[Task]: Please render every line of the entries below as a Markdown table with the columns Row and Line, numbering each row and skipping blank lines. Leave the pictures out of your answer.

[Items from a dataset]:
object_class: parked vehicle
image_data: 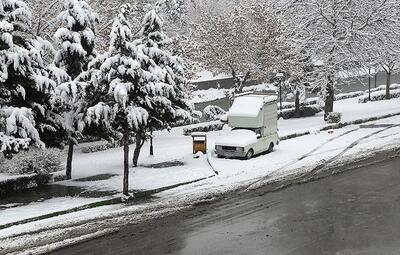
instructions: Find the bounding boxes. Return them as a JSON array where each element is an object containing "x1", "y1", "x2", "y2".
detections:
[{"x1": 215, "y1": 94, "x2": 279, "y2": 159}]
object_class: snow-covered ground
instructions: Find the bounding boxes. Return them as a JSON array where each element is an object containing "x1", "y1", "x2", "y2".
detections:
[{"x1": 0, "y1": 98, "x2": 400, "y2": 252}]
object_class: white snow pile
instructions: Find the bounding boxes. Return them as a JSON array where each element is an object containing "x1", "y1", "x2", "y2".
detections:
[
  {"x1": 358, "y1": 89, "x2": 400, "y2": 103},
  {"x1": 215, "y1": 129, "x2": 257, "y2": 147},
  {"x1": 192, "y1": 88, "x2": 230, "y2": 104}
]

[Reply to the task]:
| Row | Line |
|---|---|
| 1 | object_class: parked vehicle |
| 2 | image_data:  |
| 3 | instructions: Find the bounding boxes. Return them as a JSON array where each element is an object containing "x1", "y1", "x2", "y2". |
| 4 | detections: |
| 5 | [{"x1": 215, "y1": 94, "x2": 279, "y2": 159}] |
| 6 | object_class: snow-covered ground |
| 7 | instructions: Find the bounding boxes. Return them as a JSON array where each element is an object containing "x1", "y1", "x2", "y2". |
| 8 | detections: |
| 9 | [{"x1": 0, "y1": 98, "x2": 400, "y2": 252}] |
| 10 | object_class: white snow pile |
| 11 | instructions: Find the bounding boxes. Return them as a JSON array where each element is an object containing "x1", "y1", "x2", "y2". |
| 12 | detections: |
| 13 | [ |
| 14 |   {"x1": 358, "y1": 89, "x2": 400, "y2": 103}, |
| 15 |   {"x1": 215, "y1": 129, "x2": 257, "y2": 147}, |
| 16 |   {"x1": 192, "y1": 88, "x2": 230, "y2": 104} |
| 17 | ] |